======== Given records ========

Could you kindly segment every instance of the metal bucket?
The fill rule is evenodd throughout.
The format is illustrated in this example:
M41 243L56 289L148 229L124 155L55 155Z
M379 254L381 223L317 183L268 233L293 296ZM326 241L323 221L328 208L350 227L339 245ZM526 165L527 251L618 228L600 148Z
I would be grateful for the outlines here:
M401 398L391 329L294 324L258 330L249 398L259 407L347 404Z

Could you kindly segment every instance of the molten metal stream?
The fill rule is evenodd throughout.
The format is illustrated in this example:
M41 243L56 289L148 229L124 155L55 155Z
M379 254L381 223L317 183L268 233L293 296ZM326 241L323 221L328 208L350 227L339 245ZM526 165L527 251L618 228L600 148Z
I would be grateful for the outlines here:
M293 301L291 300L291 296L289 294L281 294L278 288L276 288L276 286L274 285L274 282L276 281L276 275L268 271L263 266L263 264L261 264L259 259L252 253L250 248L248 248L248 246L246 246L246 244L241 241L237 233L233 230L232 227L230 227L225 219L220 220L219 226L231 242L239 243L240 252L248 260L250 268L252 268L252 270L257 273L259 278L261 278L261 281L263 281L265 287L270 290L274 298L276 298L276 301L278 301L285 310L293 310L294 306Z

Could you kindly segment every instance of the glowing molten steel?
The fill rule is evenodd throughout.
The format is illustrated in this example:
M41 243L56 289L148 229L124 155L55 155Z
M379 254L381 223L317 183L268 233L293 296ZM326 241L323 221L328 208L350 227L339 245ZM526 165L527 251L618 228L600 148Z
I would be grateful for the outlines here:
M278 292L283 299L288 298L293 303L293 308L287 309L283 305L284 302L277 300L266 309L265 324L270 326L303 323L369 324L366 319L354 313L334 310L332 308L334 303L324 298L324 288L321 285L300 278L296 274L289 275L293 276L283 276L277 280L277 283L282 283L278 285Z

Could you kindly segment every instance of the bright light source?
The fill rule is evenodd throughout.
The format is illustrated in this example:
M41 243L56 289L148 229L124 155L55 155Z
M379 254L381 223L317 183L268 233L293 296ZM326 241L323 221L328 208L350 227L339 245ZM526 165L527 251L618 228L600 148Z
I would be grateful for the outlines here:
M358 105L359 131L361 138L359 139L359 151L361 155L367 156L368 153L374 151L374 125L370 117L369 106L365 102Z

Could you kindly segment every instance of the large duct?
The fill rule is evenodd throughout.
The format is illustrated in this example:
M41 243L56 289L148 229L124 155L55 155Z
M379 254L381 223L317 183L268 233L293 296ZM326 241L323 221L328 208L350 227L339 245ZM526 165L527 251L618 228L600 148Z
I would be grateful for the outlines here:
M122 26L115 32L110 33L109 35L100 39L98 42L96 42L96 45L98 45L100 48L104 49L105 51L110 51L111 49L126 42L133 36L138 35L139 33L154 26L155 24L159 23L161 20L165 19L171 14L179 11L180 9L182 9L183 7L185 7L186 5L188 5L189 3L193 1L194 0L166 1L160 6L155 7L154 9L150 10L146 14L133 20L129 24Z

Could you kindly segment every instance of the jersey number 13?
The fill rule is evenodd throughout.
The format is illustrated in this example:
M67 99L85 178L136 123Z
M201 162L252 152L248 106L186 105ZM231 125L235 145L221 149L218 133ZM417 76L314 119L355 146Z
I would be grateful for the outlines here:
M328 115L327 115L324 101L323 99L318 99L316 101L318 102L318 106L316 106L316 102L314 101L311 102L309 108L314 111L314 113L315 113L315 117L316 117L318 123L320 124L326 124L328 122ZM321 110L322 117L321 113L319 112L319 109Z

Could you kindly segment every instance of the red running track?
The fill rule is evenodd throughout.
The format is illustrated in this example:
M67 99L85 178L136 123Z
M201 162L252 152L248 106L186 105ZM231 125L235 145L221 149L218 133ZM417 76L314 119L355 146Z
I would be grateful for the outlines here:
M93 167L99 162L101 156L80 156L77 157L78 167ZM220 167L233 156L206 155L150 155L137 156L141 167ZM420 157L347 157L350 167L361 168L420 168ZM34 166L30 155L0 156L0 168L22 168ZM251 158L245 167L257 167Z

========

▸ **Task objective**: Reproduce every one of the records above word for word, keeping each line unchanged.

▸ **Problem solution**:
Could you kindly segment every instance of the metal bucket?
The fill rule is evenodd throughout.
The format is illustrated in this example:
M41 243L56 289L148 229L124 155L55 155Z
M379 254L381 223L317 183L268 233L293 296ZM326 241L323 221L328 208L350 227L339 245ZM526 165L527 251L618 228L600 148Z
I would be grateful for the outlines here:
M401 398L391 329L294 324L258 330L249 398L259 407L347 404Z

Could you kindly segment every instance of the molten metal stream?
The fill rule is evenodd throughout.
The format is illustrated in this example:
M41 243L56 289L148 229L124 155L55 155Z
M379 254L381 223L317 183L268 233L293 296ZM326 241L323 221L328 208L350 227L339 245ZM526 165L527 251L618 228L600 148Z
I would be grateful for the outlines here:
M293 301L291 300L291 296L289 294L281 294L278 288L276 288L276 286L274 285L274 282L276 281L276 275L268 271L263 266L263 264L261 264L259 259L252 253L250 248L248 248L248 246L246 246L246 244L241 241L237 233L233 230L232 227L230 227L225 219L220 220L219 226L231 242L239 243L240 252L248 260L250 268L252 268L252 270L257 273L259 278L261 278L261 281L263 281L265 287L270 290L274 298L276 298L276 301L278 301L285 310L293 310L294 306Z

Could you kindly segment every instance of the glowing molten steel?
The fill rule is evenodd throughout.
The format is illustrated in this example:
M41 243L56 289L148 229L124 155L55 155Z
M379 254L381 223L317 183L268 233L293 296ZM326 241L323 221L328 208L350 227L339 245ZM526 165L527 251L618 228L600 148Z
I would be grateful for the outlines here:
M278 292L283 299L288 298L293 303L293 308L287 309L283 305L284 302L277 300L266 309L265 324L270 326L303 323L369 324L366 319L354 313L334 310L332 308L334 303L324 298L324 288L321 285L300 278L296 274L289 275L293 276L283 276L277 280L277 283L282 283L278 285Z

Could you kindly segment every instance of the bright light source?
The fill rule is evenodd throughout.
The format is illustrated in this example:
M41 243L56 289L148 229L124 155L55 155Z
M379 254L381 223L317 183L268 233L293 296ZM326 241L323 221L328 208L350 227L339 245ZM526 165L527 251L618 228L600 148Z
I would be grateful for the outlines here:
M358 105L359 131L361 138L359 139L359 151L361 155L367 156L368 153L374 151L374 125L370 117L369 106L365 102Z

Could you kindly segment every instance of the large duct?
The fill rule is evenodd throughout.
The format is illustrated in this example:
M41 243L56 289L148 229L124 155L55 155Z
M379 254L381 223L317 183L268 233L293 296ZM326 241L323 221L328 208L350 227L339 245ZM526 165L527 251L618 228L600 148Z
I would be grateful for the outlines here:
M122 26L115 32L110 33L109 35L100 39L98 42L96 42L96 45L98 45L100 48L104 49L105 51L110 51L111 49L126 42L133 36L138 35L139 33L154 26L155 24L159 23L161 20L165 19L171 14L179 11L180 9L182 9L183 7L185 7L186 5L188 5L189 3L193 1L194 0L166 1L160 6L155 7L154 9L150 10L146 14L133 20L129 24Z

Could you kindly segment every instance of the jersey number 13?
The fill rule is evenodd throughout.
The format is illustrated in this example:
M67 99L85 178L136 123Z
M201 162L252 152L248 106L186 105ZM231 125L235 145L221 149L218 133ZM417 76L314 119L355 146Z
I would be grateful for the outlines here:
M328 115L327 115L324 101L323 99L318 99L316 101L318 102L318 106L316 106L316 102L314 101L311 102L309 108L314 111L314 113L315 113L315 117L316 117L318 123L320 124L326 124L328 122ZM321 110L322 117L321 113L319 112L319 109Z

Could you kindly segment every instance of the red running track?
The fill rule is evenodd throughout.
The format is illustrated in this example:
M67 99L85 178L136 123Z
M201 162L252 152L248 106L186 105ZM231 125L235 145L221 149L218 133ZM417 76L314 119L355 146Z
I would be grateful for the outlines here:
M93 167L99 162L101 156L80 156L77 157L78 167ZM220 167L233 156L206 155L150 155L137 156L141 167ZM420 157L347 157L350 167L361 168L420 168ZM34 166L30 155L0 156L0 168L22 168ZM251 158L245 167L257 167Z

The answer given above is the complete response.